=== Text for analysis ===

Outcomes measurement for IAPT could be improved by risk adjustment to take into account local areas’ and individual patients’ needs. In addition, condition-specific measures and individual, patient-defined recovery indicators could also be captured.

Improved value may also be achieved by deploying services earlier in the course of an illness − to prevent a deterioration requiring inpatient admission.

Defining the scope of IAPT

The initial goal for IAPT was to deliver short, targeted psychological interventions as per NICE guidelines for stepped care, focusing on low-intensity and high-intensity interventions (see figure 1). A common challenge facing IAPT services is the temptation to provide care to more complex patients outside of the defined scope of IAPT contracts.


[Figure 1: NICE stepped care model for people with common mental health disorders – with expected level of patients accessing services]


As shown above, step 4 is intended for people with more severe and complex mental health problems requiring higher intensity care, or for those requiring multidisciplinary team input but not meeting the referral threshold for secondary mental health services. Such people require more specialist care than is typically provided by the standard IAPT model.

=== Provided information ===

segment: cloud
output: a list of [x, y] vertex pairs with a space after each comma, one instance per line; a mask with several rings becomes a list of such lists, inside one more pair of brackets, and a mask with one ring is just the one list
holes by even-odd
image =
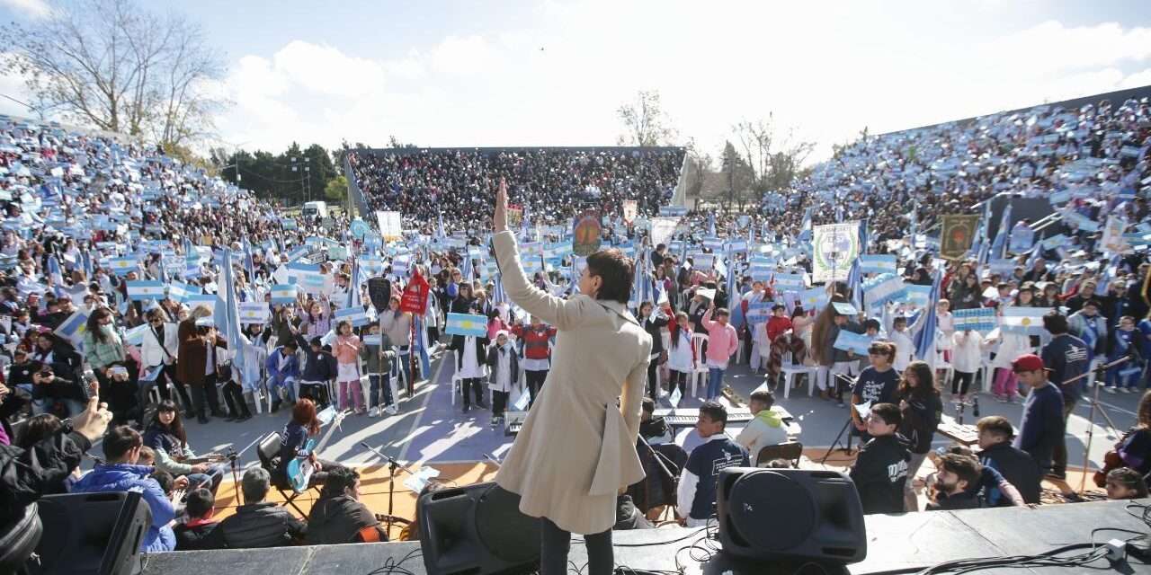
[[52, 14], [52, 7], [45, 0], [0, 0], [0, 5], [32, 18], [46, 18]]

===

**Directions**
A – In the IAPT text, reproduce the stretch from "Outcomes measurement for" through "requiring inpatient admission.", substituting "case-mix adjustment" for "risk adjustment".
B – According to the IAPT text, what was the initial goal for IAPT?
C – Extend the IAPT text by writing what would follow its final sentence.

**Results for the exercise**
A –
Outcomes measurement for IAPT could be improved by case-mix adjustment to take into account local areas’ and individual patients’ needs. In addition, condition-specific measures and individual, patient-defined recovery indicators could also be captured.

Improved value may also be achieved by deploying services earlier in the course of an illness − to prevent a deterioration requiring inpatient admission.

B – To deliver short, targeted psychological interventions as per NICE guidelines for stepped care, focusing on low-intensity and high-intensity interventions.

C –
Some commissioners have developed innovative approaches to providing care for people with more complex mental health problems, including:

  • contracting a distinct “step 4 service” from the same provider, separately from IAPT;
  • establishing a single point of access for a primary care-based federated model of mental health services, including IAPT, but extending to include other providers;
  • and an independent assessment and referral service providing a single point of contact for all IAPT and substance misuse issues alongside the main mental health providers. Providers are reimbursed according to the outcomes achieved.

Improving access to IAPT

By 2015, the national access rate for people with a common mental disorder is expected to be 15 per cent. According to 2007’s Adult Psychiatry and Morbidity Survey, common mental disorders have a higher prevalence in the North East (26 per cent  of women and 11.6 per cent of men), while the lowest prevalence was in South Central (18.6 per cent of women and 8.4 per cent of men). 

Overall, there was a higher prevalence of mental health problems in black and other ethnic groups than in white and South Asian groups. In addition, divorced people and people from with lower household incomes were also more likely to suffer from common mental disorders.

To improve access rates for different high-risk groups, IAPT services need to be marketed differently.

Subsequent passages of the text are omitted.